Some records:
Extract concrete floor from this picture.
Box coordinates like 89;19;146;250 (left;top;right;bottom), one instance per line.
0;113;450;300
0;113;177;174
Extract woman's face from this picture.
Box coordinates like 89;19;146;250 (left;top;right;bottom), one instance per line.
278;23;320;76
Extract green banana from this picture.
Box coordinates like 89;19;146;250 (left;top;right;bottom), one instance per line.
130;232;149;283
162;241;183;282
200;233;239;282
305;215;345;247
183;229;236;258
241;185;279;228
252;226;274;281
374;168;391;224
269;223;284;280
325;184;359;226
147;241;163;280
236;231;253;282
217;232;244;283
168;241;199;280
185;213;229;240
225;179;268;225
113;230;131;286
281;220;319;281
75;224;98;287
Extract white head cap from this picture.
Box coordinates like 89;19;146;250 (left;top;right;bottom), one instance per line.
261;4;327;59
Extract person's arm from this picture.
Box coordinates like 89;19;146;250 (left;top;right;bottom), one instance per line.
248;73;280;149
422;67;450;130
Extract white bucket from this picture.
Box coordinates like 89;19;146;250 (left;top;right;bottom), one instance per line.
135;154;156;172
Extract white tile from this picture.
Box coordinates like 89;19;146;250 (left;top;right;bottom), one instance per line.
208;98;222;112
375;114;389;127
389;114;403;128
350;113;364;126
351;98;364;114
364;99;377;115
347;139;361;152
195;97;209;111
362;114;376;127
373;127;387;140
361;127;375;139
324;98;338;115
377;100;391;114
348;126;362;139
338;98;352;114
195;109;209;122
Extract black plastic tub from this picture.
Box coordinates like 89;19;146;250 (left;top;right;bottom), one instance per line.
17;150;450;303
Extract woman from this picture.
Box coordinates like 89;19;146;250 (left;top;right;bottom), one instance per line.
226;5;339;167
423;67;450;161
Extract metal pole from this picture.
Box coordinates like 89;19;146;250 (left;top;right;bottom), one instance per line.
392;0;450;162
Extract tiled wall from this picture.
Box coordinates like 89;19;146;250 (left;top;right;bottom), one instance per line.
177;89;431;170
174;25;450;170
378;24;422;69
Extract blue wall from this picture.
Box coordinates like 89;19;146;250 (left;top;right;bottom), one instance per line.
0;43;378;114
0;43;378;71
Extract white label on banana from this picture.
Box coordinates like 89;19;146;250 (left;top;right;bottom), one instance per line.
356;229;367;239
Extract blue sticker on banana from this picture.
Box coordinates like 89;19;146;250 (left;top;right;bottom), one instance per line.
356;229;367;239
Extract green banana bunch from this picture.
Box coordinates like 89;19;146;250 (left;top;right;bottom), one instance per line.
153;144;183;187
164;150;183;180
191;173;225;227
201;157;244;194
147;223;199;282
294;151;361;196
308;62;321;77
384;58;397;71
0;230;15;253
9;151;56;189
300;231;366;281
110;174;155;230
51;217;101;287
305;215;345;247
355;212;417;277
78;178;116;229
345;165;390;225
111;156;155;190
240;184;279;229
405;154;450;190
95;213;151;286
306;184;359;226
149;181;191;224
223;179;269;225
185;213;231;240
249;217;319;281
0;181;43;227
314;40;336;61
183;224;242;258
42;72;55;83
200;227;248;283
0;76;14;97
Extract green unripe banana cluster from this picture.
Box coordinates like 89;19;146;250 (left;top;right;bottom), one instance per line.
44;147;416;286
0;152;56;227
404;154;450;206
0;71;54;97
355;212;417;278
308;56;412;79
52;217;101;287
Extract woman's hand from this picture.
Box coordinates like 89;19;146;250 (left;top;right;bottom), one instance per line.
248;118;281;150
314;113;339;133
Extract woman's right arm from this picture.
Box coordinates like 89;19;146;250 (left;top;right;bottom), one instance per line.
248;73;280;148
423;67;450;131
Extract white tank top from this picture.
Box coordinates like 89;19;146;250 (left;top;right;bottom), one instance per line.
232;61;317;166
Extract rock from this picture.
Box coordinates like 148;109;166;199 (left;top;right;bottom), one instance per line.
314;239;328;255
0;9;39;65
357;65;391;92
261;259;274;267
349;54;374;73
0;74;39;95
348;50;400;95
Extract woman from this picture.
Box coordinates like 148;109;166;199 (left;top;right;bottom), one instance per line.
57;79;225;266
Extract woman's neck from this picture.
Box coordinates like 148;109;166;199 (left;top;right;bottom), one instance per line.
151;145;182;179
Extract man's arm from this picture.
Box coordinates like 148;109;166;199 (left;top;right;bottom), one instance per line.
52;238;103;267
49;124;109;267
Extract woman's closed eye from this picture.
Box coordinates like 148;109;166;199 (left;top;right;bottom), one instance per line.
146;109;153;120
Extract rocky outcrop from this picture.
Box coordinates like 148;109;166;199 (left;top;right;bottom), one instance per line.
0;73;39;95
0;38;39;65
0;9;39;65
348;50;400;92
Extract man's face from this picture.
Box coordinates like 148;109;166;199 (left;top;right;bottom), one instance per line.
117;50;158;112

* **Task details**
Exactly reproduce all of the entries above.

* **Written response**
Extract concrete floor from this picture.
Box coordinates like 89;19;146;250 (left;top;right;bottom), one instance per line.
0;113;450;300
0;113;177;174
Extract woman's face from this picture.
Box coordinates like 89;19;146;250 (left;top;right;bottom), one instance per line.
278;23;320;76
Extract green banana from this picture.
Box coordinates like 89;19;146;250 (left;top;right;bottom), one instance per line.
130;232;149;283
162;241;183;282
200;233;239;282
305;215;345;247
183;229;236;258
241;185;279;228
252;226;274;281
374;168;391;224
269;223;284;280
325;184;359;226
147;241;163;280
236;231;253;282
217;232;244;283
168;241;199;280
185;213;229;240
225;179;268;225
113;230;131;286
281;220;319;281
75;224;98;287
Extract white head cap from this picture.
Box coordinates like 89;19;146;250 (left;top;right;bottom), one instance per line.
261;4;327;59
Extract person's arm from this picture.
Box coordinates like 89;19;146;250 (left;top;right;bottom), one instance per line.
248;73;280;149
422;67;450;130
Extract white bucket from this picture.
Box coordinates like 89;19;146;250 (left;top;right;bottom), one instance per line.
135;154;156;172
Extract white tile from this picture.
Box coordinates like 89;19;146;250 (left;top;right;bottom), one instance per line.
208;98;222;112
375;114;389;127
389;114;403;128
350;113;364;126
351;98;364;114
364;99;377;115
347;139;361;152
195;97;209;111
362;114;376;127
373;127;387;140
361;127;375;139
324;98;338;115
377;100;391;114
348;126;362;139
338;98;352;114
195;109;209;122
Extract black plastic tub from this picture.
Box coordinates like 89;19;146;250 (left;top;right;bottom), one instance per line.
17;150;450;303
Extract woman from this picture.
Box coordinates like 89;19;146;250 (left;top;right;bottom), one instance per line.
226;5;339;167
423;67;450;161
Extract metal pole from this picture.
Box coordinates like 89;19;146;250 (left;top;right;bottom), one instance per line.
392;0;450;162
Extract tiled wall from this picture.
Box coordinates like 89;19;146;250 (left;top;right;bottom), one instance per line.
177;89;431;170
174;25;450;170
378;24;422;69
Extract blue wall from this picture.
Box coordinates like 89;19;146;250 (left;top;right;bottom), one instance per line.
0;43;378;114
0;43;378;71
Extract white label on banana from this picture.
Box coordinates like 89;19;146;250 (left;top;right;bottom), one instance per line.
356;229;367;239
Extract blue sticker on banana from this picture.
Box coordinates like 89;19;146;250 (left;top;right;bottom), one instance per line.
356;229;367;239
Extract green banana bunch from this picture.
Box coordinates like 89;19;146;250 (left;top;right;bottom), one instance per line.
153;144;183;187
164;150;183;180
191;173;225;227
201;157;244;194
147;223;199;282
294;151;361;196
308;62;321;77
384;58;397;71
0;230;15;253
9;151;56;189
300;231;366;281
110;174;155;230
51;217;101;287
305;215;345;247
355;212;417;277
78;178;116;229
345;165;390;225
111;156;155;190
240;184;279;229
405;154;450;190
95;213;151;286
306;184;359;226
149;181;191;224
223;179;269;225
185;213;231;240
249;217;319;281
0;181;43;227
314;40;336;61
183;224;242;258
42;72;55;83
200;227;248;283
0;76;14;97
Extract green unripe banana cluster from this picture.
Box coordinates like 89;19;146;250 (left;top;right;bottom), one instance per line.
44;147;416;286
0;152;56;227
404;154;450;206
0;71;54;97
355;212;417;278
308;56;412;79
52;217;101;287
Extract woman's hand from this picture.
Box coordinates like 89;19;146;250 (left;top;right;bottom), one instance per line.
248;118;281;150
314;113;339;133
Extract woman's right arm from this picture.
Box coordinates like 89;19;146;250 (left;top;right;bottom), one instance per line.
248;73;280;148
423;67;450;131
Extract white tank top from this picture.
Box coordinates like 89;19;146;250 (left;top;right;bottom), one instance per line.
232;61;317;166
Extract rock from this picture.
Box coordinates like 148;109;166;199 (left;top;right;bottom), one instance per line.
314;239;328;255
0;9;39;65
357;65;391;92
261;259;274;267
349;54;374;73
0;74;39;95
348;50;400;95
Extract woman from this picture.
Box coordinates like 148;109;166;199 (left;top;right;bottom), one instance per line.
57;79;225;266
Extract woman's neck from this picture.
Box coordinates like 148;109;166;199 (left;top;right;bottom), one instance per line.
151;145;182;179
Extract man's arm from this picture.
Box coordinates like 148;109;166;199 (left;top;right;bottom), one instance per line.
52;238;103;267
49;124;109;267
Extract woman's closed eye from this picture.
Box coordinates like 148;109;166;199 (left;top;right;bottom), one instance per line.
146;109;153;120
Extract rocky outcrop from this picture.
Box coordinates like 148;109;166;199 (left;top;right;bottom), one instance per line.
0;73;39;95
0;38;39;65
0;9;39;65
348;50;400;92
Extract man's face from this picture.
Box coordinates like 148;109;166;199 (left;top;right;bottom), one instance per line.
117;50;158;112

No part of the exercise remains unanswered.